▸ Actions to take
#1 In the essay on the Orlando nightclub tragedy, what are the points the writer introduces with "What does matter is"? List each one briefly.
#2 Answer from the essay on the Orlando nightclub tragedy:
(a) From which news source did the writer first learn of the tragedy, and in what city?
(b) Which Bible verse does the writer cite, and what does it say?
(c) Was the gunman on a terrorist watch list when he bought the weapons?
#3 From the essay on the Orlando nightclub tragedy, can you return the passage that begins at the words "What does matter is that" and stops after "similar sayings somewhere.", copied word for word?

▸ Text block
Thoughts on the Orlando nightclub tragedy and domestic terrorism

Sorry for the short delay on this, but I wanted to make sure I got it right. Wikipedia has most of the background for those of you who have been living under a rock, in a cave, or otherwise unplugged from the news for the past few days.

I first learned of the tragedy from ABC News shortly after sunrise (in Houston, TX) Sunday morning. I don’t know what I was doing up at that hour, but I just happened to turn on the TV and that’s what came on. At that time they were reporting “at least 20” dead and “at least 42” injured badly enough to be taken to the hospital, which would climb to 49 fatalities (not counting the gunman) and 53 serious but non-fatal injuries.

Like most sane, peace-loving people in this country and around the world, I condemn this act of egregious brutality and terror. I don’t know what kind of political or ideological message the gunman was trying to get across. It could be anything from a religious message, to an outright hate crime against those with different lifestyles. In the broader sense, at least for the moment it really does not matter.

What does matter is 49 lives were snuffed out that should not have been, and most if not all of the 53 injured will never be quite the same again, at least mentally if not physically as well.

What does matter is that here in the US, there still exists a rather high level of intolerance against LGBTQ+ people and their lifestyles (to say nothing of far more repressive regimes around the world). I have nothing against religion in general, but I have seen too many messages of hate taught in the name of religion (whether it be Christianity, Islam, or something else entirely). For the Christians, don’t forget Mark 12:31 (among others which say the same thing), “Love your neighbor as yourself.” The holy books or scriptures of every religion of substance I am aware of have substantially similar sayings somewhere.

What does matter is we have a huge issue with access to mental health care in this country. We as a society still stigmatize those who seek care for mental health issues. The hourly rate of psychiatrists and psychologists is out of reach for most people who really need to be helped, meaning many of the people who really need help can’t afford it. (And public mental health facilities in many counties aren’t anywhere near well funded enough.)

What does matter is we have a real problem with gun violence in this country. I’m not sure what the answer is, and I wish I did. According to Wikipedia, the gunman acquired the weapons he used legally, as far as I can tell. Contrary to what some may believe, he was not on a terrorist watch list at the time he bought them. (I agree that if the gunman had been on a current terrorist watch list, the gun purchase should have been declined. However, that was not the case here.) He didn’t have a criminal record (neither did the gunman in the Sandy Hook shooting, or the gunmen in the San Bernardino attack). The fact the gunman had no criminal record is, of course, little consolation when there are 49 dead, 53 injured, and an entire nation shaken up by senseless, brutal terror. But it does say that the criminal background check required to buy a gun didn’t stop this, and couldn’t have stopped this. Background checks for gun purchases may have stopped many other tragedies that we never get to hear about, but there’s no way it could have stopped this one.

As for what could have prevented this tragedy? I wish I had the answer. (Don’t we all?) I don’t think any of us will have the answer until we get more information about the gunman’s motive. The answer is going to be different if we find this was a hate crime against the LGBTQ+ community, versus if we find this was a lone wolf terrorist act, versus if we find this was a terrorist act as part of a larger organization such as ISIL, versus something else entirely. For now, the best we can do is sit and wait and let the investigation run its course.

▸ Data under study
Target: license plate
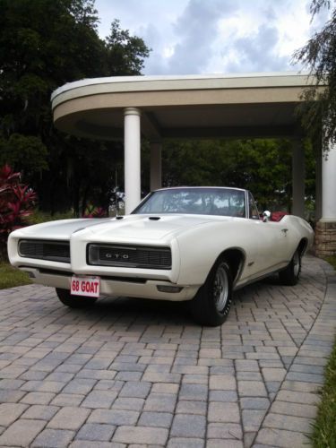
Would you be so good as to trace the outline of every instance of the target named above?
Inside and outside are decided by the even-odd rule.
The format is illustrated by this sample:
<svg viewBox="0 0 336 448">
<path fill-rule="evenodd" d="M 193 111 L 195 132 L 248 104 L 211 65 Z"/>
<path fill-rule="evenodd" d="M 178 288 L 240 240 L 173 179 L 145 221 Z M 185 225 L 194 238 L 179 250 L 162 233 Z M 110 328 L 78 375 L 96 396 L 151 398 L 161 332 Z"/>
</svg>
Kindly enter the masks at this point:
<svg viewBox="0 0 336 448">
<path fill-rule="evenodd" d="M 71 279 L 70 293 L 73 296 L 86 296 L 99 297 L 100 290 L 100 278 L 86 275 L 73 275 Z"/>
</svg>

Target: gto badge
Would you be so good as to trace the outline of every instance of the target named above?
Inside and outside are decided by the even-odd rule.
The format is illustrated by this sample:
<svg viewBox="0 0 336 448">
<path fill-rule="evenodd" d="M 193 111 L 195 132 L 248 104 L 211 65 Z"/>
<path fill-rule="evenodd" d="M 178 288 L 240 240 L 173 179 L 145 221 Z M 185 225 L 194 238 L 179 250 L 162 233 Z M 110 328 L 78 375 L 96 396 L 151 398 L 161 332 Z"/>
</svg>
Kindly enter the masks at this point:
<svg viewBox="0 0 336 448">
<path fill-rule="evenodd" d="M 115 258 L 116 260 L 119 260 L 122 258 L 123 260 L 128 260 L 129 255 L 127 254 L 110 254 L 109 252 L 108 254 L 105 254 L 106 258 Z"/>
</svg>

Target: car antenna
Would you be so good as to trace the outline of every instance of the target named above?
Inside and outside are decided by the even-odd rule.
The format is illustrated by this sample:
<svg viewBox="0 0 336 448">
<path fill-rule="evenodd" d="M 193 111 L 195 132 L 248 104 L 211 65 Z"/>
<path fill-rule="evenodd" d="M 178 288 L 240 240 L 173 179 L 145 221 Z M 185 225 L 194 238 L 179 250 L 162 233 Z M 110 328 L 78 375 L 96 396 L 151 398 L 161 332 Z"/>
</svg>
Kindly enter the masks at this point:
<svg viewBox="0 0 336 448">
<path fill-rule="evenodd" d="M 115 187 L 115 194 L 116 194 L 116 218 L 118 216 L 118 195 L 117 195 L 117 170 L 116 168 L 116 187 Z"/>
</svg>

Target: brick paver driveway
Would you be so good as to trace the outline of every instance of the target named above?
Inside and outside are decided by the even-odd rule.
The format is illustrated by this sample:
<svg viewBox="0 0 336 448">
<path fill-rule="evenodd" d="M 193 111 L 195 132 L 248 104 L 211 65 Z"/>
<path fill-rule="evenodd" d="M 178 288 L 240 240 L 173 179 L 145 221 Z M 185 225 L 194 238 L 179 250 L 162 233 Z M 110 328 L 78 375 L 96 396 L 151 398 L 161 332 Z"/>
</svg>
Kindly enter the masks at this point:
<svg viewBox="0 0 336 448">
<path fill-rule="evenodd" d="M 306 446 L 335 328 L 331 272 L 306 257 L 297 286 L 246 288 L 219 328 L 185 304 L 83 311 L 46 287 L 0 291 L 0 446 Z"/>
</svg>

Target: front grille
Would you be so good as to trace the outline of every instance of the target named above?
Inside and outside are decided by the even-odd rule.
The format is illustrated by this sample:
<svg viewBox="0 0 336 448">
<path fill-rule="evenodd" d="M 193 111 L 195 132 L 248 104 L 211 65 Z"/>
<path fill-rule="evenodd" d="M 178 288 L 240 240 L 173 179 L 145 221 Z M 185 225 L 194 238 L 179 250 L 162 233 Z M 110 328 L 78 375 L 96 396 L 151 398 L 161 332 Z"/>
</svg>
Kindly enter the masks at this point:
<svg viewBox="0 0 336 448">
<path fill-rule="evenodd" d="M 70 263 L 70 243 L 68 241 L 22 239 L 19 241 L 19 254 L 27 258 Z"/>
<path fill-rule="evenodd" d="M 170 270 L 171 250 L 162 246 L 89 245 L 88 264 Z"/>
</svg>

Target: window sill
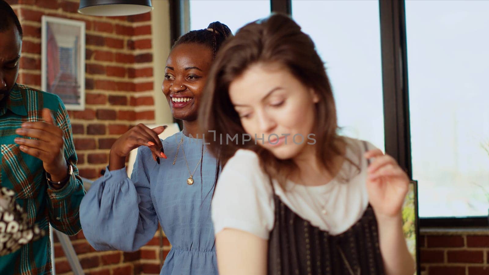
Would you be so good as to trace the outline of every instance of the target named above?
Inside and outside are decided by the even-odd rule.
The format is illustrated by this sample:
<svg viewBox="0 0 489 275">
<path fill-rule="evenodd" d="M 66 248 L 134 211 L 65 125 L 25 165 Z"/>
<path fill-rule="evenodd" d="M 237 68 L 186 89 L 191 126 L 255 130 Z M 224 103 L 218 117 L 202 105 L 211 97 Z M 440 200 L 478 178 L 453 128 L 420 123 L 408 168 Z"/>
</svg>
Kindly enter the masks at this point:
<svg viewBox="0 0 489 275">
<path fill-rule="evenodd" d="M 425 227 L 420 229 L 421 235 L 489 235 L 487 227 Z"/>
</svg>

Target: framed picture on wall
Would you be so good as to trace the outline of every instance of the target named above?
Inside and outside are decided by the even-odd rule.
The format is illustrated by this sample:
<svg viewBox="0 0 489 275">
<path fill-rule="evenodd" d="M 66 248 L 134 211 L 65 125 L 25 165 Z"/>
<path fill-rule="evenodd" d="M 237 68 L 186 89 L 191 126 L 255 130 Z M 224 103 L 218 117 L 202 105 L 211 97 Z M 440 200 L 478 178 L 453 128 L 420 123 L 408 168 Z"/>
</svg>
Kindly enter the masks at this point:
<svg viewBox="0 0 489 275">
<path fill-rule="evenodd" d="M 407 243 L 407 248 L 416 263 L 416 274 L 421 275 L 417 181 L 409 182 L 409 189 L 402 206 L 402 231 Z"/>
<path fill-rule="evenodd" d="M 43 16 L 42 31 L 42 89 L 67 110 L 84 110 L 85 23 Z"/>
</svg>

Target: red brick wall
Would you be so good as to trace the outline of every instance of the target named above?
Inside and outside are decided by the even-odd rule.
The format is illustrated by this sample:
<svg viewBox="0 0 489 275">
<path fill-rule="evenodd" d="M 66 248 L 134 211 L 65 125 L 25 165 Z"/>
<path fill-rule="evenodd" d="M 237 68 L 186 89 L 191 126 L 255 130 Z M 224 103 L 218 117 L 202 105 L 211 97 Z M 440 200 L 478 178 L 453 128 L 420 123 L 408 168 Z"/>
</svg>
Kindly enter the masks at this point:
<svg viewBox="0 0 489 275">
<path fill-rule="evenodd" d="M 489 275 L 489 229 L 427 230 L 420 242 L 423 274 Z"/>
<path fill-rule="evenodd" d="M 154 122 L 151 14 L 96 17 L 78 14 L 77 0 L 7 0 L 24 31 L 18 82 L 41 89 L 41 16 L 86 23 L 86 109 L 68 111 L 80 175 L 94 179 L 108 161 L 111 147 L 130 127 Z M 83 232 L 71 237 L 86 274 L 159 274 L 170 244 L 158 233 L 133 253 L 96 252 Z M 57 242 L 57 274 L 72 274 Z"/>
</svg>

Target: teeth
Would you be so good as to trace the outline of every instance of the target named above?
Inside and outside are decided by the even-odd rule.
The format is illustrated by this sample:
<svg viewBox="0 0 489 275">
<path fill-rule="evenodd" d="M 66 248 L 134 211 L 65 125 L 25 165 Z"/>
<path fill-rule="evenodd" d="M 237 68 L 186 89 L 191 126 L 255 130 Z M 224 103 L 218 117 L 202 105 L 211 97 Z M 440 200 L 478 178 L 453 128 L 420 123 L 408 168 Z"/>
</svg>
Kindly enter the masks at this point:
<svg viewBox="0 0 489 275">
<path fill-rule="evenodd" d="M 187 102 L 191 100 L 191 97 L 172 97 L 172 101 L 174 102 Z"/>
</svg>

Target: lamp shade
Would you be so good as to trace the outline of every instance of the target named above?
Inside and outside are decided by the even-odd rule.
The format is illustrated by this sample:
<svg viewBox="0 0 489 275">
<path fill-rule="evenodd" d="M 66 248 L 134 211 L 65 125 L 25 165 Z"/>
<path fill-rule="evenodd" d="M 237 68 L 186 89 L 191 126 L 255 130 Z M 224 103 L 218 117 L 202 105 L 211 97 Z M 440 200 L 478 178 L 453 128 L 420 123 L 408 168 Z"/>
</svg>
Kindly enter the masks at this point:
<svg viewBox="0 0 489 275">
<path fill-rule="evenodd" d="M 151 0 L 80 0 L 78 12 L 96 16 L 122 16 L 153 10 Z"/>
</svg>

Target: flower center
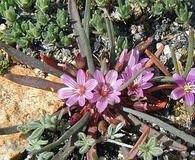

▸ Exercise results
#1
1. Forty-nine lives were lost that should not have been, and most if not all of the 53 injured will never be quite the same again.
2. A rather high level of intolerance against LGBTQ+ people and their lifestyles still exists in the US.
3. There is a huge issue with access to mental health care in the country.
4. There is a real problem with gun violence in the country.

#2
(a) ABC News, in Houston, TX.
(b) Mark 12:31: "Love your neighbor as yourself."
(c) No, he was not on a terrorist watch list at the time he bought them.

#3
What does matter is that here in the US, there still exists a rather high level of intolerance against LGBTQ+ people and their lifestyles (to say nothing of far more repressive regimes around the world). I have nothing against religion in general, but I have seen too many messages of hate taught in the name of religion (whether it be Christianity, Islam, or something else entirely). For the Christians, don’t forget Mark 12:31 (among others which say the same thing), “Love your neighbor as yourself.” The holy books or scriptures of every religion of substance I am aware of have substantially similar sayings somewhere.